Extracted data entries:
=-=-=-=-=
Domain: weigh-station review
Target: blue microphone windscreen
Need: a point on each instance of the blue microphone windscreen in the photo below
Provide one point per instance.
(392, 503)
=-=-=-=-=
■ WORK REQUIRED: Where a line in the records above contains the string "windscreen", return that line.

■ REPLY:
Target: blue microphone windscreen
Need: a point on each instance of the blue microphone windscreen in the photo below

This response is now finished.